- [Required task 1] Name each kind of body that the passage on public-private partnerships in education says does PPP deals in education.
- [Required task 2] From the passage on public-private partnerships in education, copy everything from "The private sector has raised" down to "and financial stability.".
- [Required task 3] Write what follows the last sentence of the passage on public-private partnerships in education.
-- begin Selected text --
Those policy goals have been directly complemented by potential partners from the private sector looking to establish new
markets and build new businesses, rather than just do single deals.
Achieving the goals of both public and private sector has been difficult given the innovative nature of PPPs, the expertise
they require on both sides and the costs of development. But this difficulty has been compounded by the fact that, for
education, central government is not the procuring authority: PPP deals are done by individual LEAs, schools, colleges and
universities. These factors of innovation, cost and devolved procurement have generated issues and potential barriers that
have had to be tackled in order to make progress in establishing PPPs in education:
Market knowledge and expectations
Market capacity and capability
Market knowledge and expectations
Interesting the private sector in opportunities for PPPs in education has required them first to understand how schools,
colleges and universities are funded and controlled. Many potential partners and their funders understand the school and
university sectors through past involvement and provision of debt. They know less about the more recent college sector.
The private sector has raised concerns about the powers of LEAs to enter into PPP deals and, for universities and colleges,
about their financial stability or covenant strength. Each of these concerns has been successfully addressed: in the case of
LEAs through amending regulations; and for universities and colleges through publishing material clarifying how the
funding councils work with individual institutions to ensure their viability and financial stability.
In addition, the private sector has had to be convinced that the projected flow of funds to education institutions is such that
the volume of future business will be sufficient to justify the outlay necessary to gear up to enter into partnerships. The first
PPP deals have involved prospective partners in significant investment in order to assemble the teams needed to complete
the deal and cover other costs of bidding (such as legal fees).
Clear government plans showing a rising line of funding for education have helped to convince the private sector that in
principle institutions will be able to afford entering into PPP deals. The development of substantial earmarked funding for
deals in the schools sector has however made the biggest difference. LEAs can apply for additional revenue support from
central government ("PFI credits") to help meet the costs of a PPP deal throughout its duration. In total, revenue to support
over £1.3 billion of investment is being made available over the period 1997-2002. This additional funding gives an assured
volume of future business within a defined period.
Other private sector concerns have focused on whether:
PPP deals in education would be large enough to be viable;
despite a healthy flow of projects, costs would remain high because approaches developed in one project would not be
replicable in another; and
the quality of projects coming to market would be reliable. Variation in quality would increase the risk that that some
projects on which bid costs had been incurred would not prove to be viable.
Issues of deal size have principally concerned the costs of developing a bid and undertaking negotiations, and the cost and
availability of capital. The vast majority of completed deals have been below £20 million in capital value, with many
involving less than £10 million of investment - rather less than early estimates of the minimum viable deal size. These
deals have proved viable principally because the potential size of the market has proved highly attractive to the private
sector. Some progress in tackling the key causes of high procurement and bid costs through increased standardisation has
probably also contributed. The developing expertise of professional advisers and bidders may be another factor.
Interest in achieving greater economies of scale, however, still remains high. Both public and private sectors frequently
express interest in 'bundling' of deals so that costs can be shared and documentation re-used. 'Bundling' also offers the
prospect of access to cheaper sources of funding.
-- end Selected text --
-- begin Dataset entries --
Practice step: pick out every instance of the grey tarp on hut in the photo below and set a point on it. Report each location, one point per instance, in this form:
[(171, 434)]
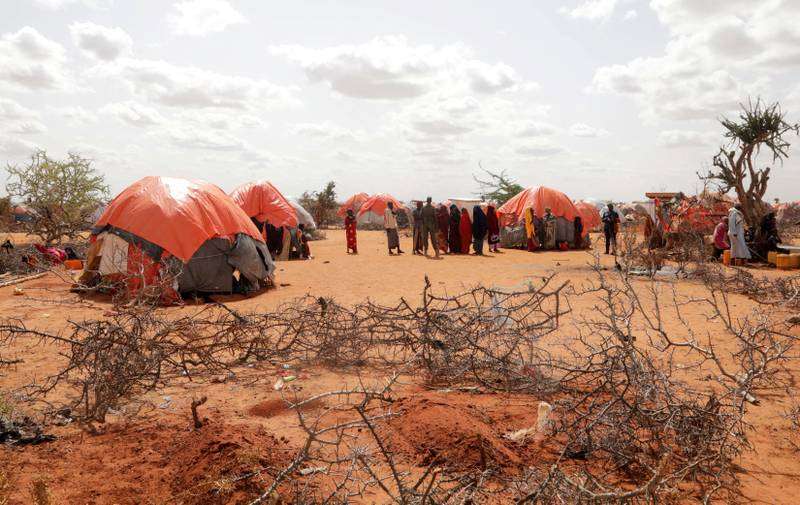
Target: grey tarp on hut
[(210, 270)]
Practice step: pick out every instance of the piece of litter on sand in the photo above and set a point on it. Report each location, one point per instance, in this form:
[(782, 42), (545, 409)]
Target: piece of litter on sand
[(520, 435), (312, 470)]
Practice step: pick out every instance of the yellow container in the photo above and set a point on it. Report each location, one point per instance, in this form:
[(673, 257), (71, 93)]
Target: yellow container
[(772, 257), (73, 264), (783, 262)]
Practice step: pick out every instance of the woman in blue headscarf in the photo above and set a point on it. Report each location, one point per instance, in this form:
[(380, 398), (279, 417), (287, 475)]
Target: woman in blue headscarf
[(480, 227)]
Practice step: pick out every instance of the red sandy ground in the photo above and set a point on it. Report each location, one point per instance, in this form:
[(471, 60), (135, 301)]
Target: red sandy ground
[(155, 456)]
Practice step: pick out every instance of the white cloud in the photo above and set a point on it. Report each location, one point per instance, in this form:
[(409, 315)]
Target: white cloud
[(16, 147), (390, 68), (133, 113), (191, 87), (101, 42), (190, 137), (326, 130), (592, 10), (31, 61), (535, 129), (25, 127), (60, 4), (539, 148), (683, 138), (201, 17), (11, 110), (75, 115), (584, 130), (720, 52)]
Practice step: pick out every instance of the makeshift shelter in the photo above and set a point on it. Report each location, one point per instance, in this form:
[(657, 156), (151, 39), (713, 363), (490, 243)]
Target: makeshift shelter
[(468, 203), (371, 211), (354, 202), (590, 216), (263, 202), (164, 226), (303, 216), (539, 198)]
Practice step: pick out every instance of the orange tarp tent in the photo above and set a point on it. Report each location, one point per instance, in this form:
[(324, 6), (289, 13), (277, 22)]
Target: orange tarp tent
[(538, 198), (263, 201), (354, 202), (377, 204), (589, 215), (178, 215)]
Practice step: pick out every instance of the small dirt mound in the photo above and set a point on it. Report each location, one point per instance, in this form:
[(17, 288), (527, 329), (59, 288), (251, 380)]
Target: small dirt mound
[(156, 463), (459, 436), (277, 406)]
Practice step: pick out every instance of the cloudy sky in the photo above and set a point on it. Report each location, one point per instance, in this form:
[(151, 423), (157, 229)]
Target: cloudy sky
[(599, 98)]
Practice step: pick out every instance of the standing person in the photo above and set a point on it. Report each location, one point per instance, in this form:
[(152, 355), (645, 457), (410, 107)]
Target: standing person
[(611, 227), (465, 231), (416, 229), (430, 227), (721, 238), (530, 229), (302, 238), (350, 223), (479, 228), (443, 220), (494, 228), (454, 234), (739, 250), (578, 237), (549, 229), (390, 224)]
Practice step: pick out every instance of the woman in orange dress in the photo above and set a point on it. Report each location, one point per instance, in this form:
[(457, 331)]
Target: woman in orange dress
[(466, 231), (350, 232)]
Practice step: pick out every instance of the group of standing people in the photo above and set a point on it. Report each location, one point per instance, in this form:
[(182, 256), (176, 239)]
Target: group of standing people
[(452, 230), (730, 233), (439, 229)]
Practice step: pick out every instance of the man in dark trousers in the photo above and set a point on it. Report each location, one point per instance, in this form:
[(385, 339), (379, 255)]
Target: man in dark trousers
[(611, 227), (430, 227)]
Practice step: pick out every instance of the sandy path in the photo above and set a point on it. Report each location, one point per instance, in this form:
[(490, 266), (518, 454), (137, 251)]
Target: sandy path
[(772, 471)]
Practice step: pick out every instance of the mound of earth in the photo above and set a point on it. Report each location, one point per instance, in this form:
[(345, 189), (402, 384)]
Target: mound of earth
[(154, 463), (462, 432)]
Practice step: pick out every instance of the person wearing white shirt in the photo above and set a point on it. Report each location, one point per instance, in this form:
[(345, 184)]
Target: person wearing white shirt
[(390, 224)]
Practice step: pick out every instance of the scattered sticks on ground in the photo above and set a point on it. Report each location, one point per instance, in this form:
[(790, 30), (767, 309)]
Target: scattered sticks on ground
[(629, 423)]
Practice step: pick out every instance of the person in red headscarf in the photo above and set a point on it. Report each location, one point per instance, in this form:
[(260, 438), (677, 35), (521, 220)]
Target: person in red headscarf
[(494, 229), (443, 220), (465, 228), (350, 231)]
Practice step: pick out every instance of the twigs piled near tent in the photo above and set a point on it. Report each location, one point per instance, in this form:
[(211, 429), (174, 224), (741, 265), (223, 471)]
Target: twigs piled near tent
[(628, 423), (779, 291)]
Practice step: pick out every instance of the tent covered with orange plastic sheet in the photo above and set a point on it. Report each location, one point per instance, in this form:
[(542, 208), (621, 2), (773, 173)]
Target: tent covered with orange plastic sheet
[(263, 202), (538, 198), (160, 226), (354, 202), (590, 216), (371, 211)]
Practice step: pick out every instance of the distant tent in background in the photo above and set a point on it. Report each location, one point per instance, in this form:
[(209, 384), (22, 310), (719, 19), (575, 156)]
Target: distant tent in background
-- end Dataset entries --
- [Final result 1]
- Individual LEAs
- Schools
- Colleges
- Universities

- [Final result 2]
The private sector has raised concerns about the powers of LEAs to enter into PPP deals and, for universities and colleges,
about their financial stability or covenant strength. Each of these concerns has been successfully addressed: in the case of
LEAs through amending regulations; and for universities and colleges through publishing material clarifying how the
funding councils work with individual institutions to ensure their viability and financial stability.

- [Final result 3]
Unlike in other service areas, such as prisons or roads, PPPs in education have not taken a single, standardised form. Over
the last four years the range of PPPs completed or in procurement has expanded in response to the diverse needs and
circumstances of different LEAs, colleges and universities. For example, PPPs have been brought to market for:
re-placing or building a single school
repair, refurbishment and rationalisation of a group of schools or all of an LEA's school estate
IT services for a further education college
IT services for all the schools under an LEA
rationalising further education college accommodation
catering to all schools and social services in an LEA
combined heat and power for a group of universities
arts, music, sports or leisure facilities for a group of or single institution(s)
residential accommodation for universities
As well as varying in the need they meet, the structure of these deals has taken a variety of forms. Some are capital
intensive but others involve little or no up-front investment and are effectively service-led deals. Many have a design,
build, finance and operate (DBFO) structure. But in others an established estate is taken over and investment planned for
various times during the life of the deal. Yet other deals are arranged more as joint ventures (although not necessarily
formally constituted as such), involving both private and public sector capital or assets and funded in part by revenues from
This diversity means that there are opportunities for a broad range of private sector parties. Not all of these opportunities
will readily or quickly bring the advantages of 'repeat business' but amongst the variety some dominant forms of PPP are
emerging which offer do offer that prospect. These forms - such as new or replacement single school or deals covering a
group of schools - are increasingly susceptible to standardisation and hence to faster, simpler and cheaper procurement.
And we are seeing a growing private sector interest in some particular types of project, such as student residential
accommodation, where it sees scope for offering a ‘standard’ product.
The Department of Education and Employment 14 - in conjunction with other parts of government - and the funding
councils have played a crucial role in ensuring that PPPs that come to market are viable and properly prepared. In each of
the three education sectors15 a form of 'sign-off' procedure has been put in place. This arrangement addresses the private
14 The Central Ministry charged with education for England.
15 Schools, colleges and universities.
concern, borne of experience in other service areas, that projects may come to market before they are ready or without
viability having been proven. Both carry the risk of higher or abortive costs. The exact criteria for 'sign-off' differ between
the sectors but key requirements include seeing that the procuring bodies have:
a clear business need and a strategic plan which calls for the project
demonstrated commitment to the project
undertaken a 'soft-market test' to gauge likely levels of market interest
conducted a formal option appraisal and provisionally assessed value for money
involved key stakeholders in generating the project proposal and set out the requirement in output-based terms
modelled likely cashflows in order to assess the affordability of the project
a realistic timetable
a project with characteristics likely to favour PPP, such as scope to transfer risk, opportunities for third party income,
potential to exploit surplus assets
Market capacity and capability
Early expectations were that PPPs in education would follow the same DBFO (BOT) model seen in other service areas.
This carried with it an expectation that bidding consortia would be led by construction companies. This will obviously be
the case only for projects involving building. But it has raised some issues for long term contracts in which the key element
of performance is the effective delivery of a service over 25 years or more.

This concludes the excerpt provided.